Point localization data:
============================================================
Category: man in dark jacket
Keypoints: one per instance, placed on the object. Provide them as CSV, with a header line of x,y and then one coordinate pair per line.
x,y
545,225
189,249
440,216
============================================================
[PROBLEM REQUIREMENTS]
Print out each record above exactly, with nothing omitted.

[REPLY]
Category: man in dark jacket
Keypoints: one per instance, placed on the object. Provide them as CSV, with a header line of x,y and then one coordinate pair per line.
x,y
545,225
189,249
440,216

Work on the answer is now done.